* Directions for this task:
Format the material below as a JSON array of strings, one string per line, with blank lines omitted.

* Data supplied:
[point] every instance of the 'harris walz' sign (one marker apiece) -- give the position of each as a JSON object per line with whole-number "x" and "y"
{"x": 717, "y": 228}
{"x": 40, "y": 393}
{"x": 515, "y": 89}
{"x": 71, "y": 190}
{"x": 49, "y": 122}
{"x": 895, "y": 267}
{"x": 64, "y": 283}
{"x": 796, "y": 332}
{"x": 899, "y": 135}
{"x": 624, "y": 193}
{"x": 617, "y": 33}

* Answer to this task:
[
  "[point] every instance of the 'harris walz' sign (one marker apiece) -- give the position of each as a JSON object per line with whole-number \"x\" and \"y\"",
  "{\"x\": 717, \"y\": 228}",
  "{\"x\": 40, \"y\": 393}",
  "{\"x\": 515, \"y\": 89}",
  "{\"x\": 71, \"y\": 190}",
  "{\"x\": 49, \"y\": 122}",
  "{\"x\": 895, \"y\": 267}",
  "{\"x\": 64, \"y\": 283}",
  "{\"x\": 796, \"y\": 332}",
  "{\"x\": 899, \"y\": 135}",
  "{\"x\": 624, \"y\": 193}",
  "{\"x\": 617, \"y\": 33}"
]